▸ **Quoted passage**:
OFF-BALANCE SHEET ARRANGEMENTS
There have been no material changes to off-balance sheet arrangements since 30 September 2019. We are not a primary beneficiary in any material variable interest entity. Our off-balance sheet arrangements are not reasonably likely to have a material impact on financial condition, changes in financial condition, results of operations, or liquidity.

RELATED PARTY TRANSACTIONS
See Note 19, Supplemental Information, to the consolidated financial statements for information concerning activity with our related parties.

CRITICAL ACCOUNTING POLICIES AND ESTIMATES
Management’s Discussion and Analysis of our financial condition and results of operations is based on the consolidated financial statements and accompanying notes that have been prepared in accordance with GAAP. The preparation of these financial statements requires management to make estimates and assumptions that affect the reported amounts of assets and liabilities and disclosure of contingent assets and liabilities at the date of the financial statements and the reported amounts of revenues and expenses during the reporting period. Actual results could differ from those estimates.
Judgments and estimates of uncertainties are required in applying our accounting policies in many areas. However, application of policies that management has identified as critical places significant importance on management’s judgment, often as the result of the need to make estimates of matters that are inherently uncertain. If actual results were to differ materially from these estimates, the reported results could be materially affected. A description of our major accounting policies, including those identified as critical, is included in our 2019 Form 10-K.

▸ **Extracted material**:
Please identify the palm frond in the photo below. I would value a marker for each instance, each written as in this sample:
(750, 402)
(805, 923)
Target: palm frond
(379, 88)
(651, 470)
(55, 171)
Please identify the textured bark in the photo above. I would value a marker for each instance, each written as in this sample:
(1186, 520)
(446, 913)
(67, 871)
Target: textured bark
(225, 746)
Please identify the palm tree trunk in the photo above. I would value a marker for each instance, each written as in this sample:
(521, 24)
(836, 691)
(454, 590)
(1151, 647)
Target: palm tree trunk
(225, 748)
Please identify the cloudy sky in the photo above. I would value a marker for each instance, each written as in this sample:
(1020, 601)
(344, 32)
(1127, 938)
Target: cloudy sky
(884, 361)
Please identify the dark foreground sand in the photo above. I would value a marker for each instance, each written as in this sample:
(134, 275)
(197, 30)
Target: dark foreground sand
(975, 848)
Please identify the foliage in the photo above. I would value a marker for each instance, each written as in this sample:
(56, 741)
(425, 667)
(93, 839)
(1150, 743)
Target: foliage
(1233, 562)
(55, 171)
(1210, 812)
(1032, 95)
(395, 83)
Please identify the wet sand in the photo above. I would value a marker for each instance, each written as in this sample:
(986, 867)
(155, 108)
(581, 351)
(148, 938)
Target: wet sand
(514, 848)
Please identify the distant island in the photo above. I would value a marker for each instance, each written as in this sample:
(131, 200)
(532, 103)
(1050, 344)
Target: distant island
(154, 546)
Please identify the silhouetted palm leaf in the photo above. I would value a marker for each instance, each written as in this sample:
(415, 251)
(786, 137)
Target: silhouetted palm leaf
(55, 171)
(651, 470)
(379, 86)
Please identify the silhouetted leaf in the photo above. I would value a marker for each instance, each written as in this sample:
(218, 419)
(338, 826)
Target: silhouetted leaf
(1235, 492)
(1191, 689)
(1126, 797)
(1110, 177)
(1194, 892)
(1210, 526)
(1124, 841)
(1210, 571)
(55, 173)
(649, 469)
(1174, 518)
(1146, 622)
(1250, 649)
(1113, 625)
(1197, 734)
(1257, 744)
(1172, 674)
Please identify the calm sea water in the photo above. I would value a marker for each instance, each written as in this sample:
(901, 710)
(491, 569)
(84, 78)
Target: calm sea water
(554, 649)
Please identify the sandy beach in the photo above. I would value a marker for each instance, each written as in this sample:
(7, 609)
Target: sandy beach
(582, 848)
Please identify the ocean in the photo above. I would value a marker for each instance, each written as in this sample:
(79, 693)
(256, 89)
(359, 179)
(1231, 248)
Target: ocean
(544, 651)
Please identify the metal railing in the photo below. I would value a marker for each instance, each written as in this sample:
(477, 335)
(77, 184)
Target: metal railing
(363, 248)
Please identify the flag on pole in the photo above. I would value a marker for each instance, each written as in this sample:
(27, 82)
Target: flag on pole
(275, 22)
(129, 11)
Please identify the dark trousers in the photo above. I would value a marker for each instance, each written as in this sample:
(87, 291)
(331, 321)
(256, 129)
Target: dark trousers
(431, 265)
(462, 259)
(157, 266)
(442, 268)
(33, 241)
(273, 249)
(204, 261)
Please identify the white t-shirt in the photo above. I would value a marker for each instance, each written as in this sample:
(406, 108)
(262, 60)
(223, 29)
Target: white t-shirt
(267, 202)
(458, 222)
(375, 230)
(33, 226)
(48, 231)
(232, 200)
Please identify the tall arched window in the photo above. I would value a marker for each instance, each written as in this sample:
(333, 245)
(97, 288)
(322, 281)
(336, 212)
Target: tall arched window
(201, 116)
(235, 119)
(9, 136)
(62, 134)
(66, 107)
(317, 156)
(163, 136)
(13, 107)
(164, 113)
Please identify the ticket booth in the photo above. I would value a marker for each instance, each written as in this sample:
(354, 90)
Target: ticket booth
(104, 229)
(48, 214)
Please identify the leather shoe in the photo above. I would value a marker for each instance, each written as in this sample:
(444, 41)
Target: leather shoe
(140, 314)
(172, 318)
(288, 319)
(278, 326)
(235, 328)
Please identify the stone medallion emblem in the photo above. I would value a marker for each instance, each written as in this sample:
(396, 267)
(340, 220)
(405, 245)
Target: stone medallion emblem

▸ **Explore the material**:
1 - According to the financial report excerpt, since what date have there been no material changes to off-balance sheet arrangements?
2 - Write the next part of the financial report excerpt, picking up after its final sentence.

▸ **Results of the tasks**:
1 - Since 30 September 2019.

2 -
There have been no changes to our accounting policies or estimates during the first nine months of fiscal year 2020 that had a significant impact on our financial condition, change in financial condition, liquidity, or results of operations.
While our results of operations have been negatively affected by COVID-19 as of and for the three and nine months ended 30 June 2020, there has been no triggering event that would require interim impairment testing for any of our asset groups, indefinite-lived intangible assets, or reporting units that contain goodwill. We will continue to evaluate the nature and extent of these impacts on our business and any impact they may have on management's estimates, particularly those for our Latin America reporting unit. The duration and severity of the outbreak and its long-term impact on our business is uncertain at this time.

NEW ACCOUNTING GUIDANCE
See Note 2, New Accounting Guidance, and Note 9, Leases, to the consolidated financial statements for information concerning the implementation and impact of new accounting guidance.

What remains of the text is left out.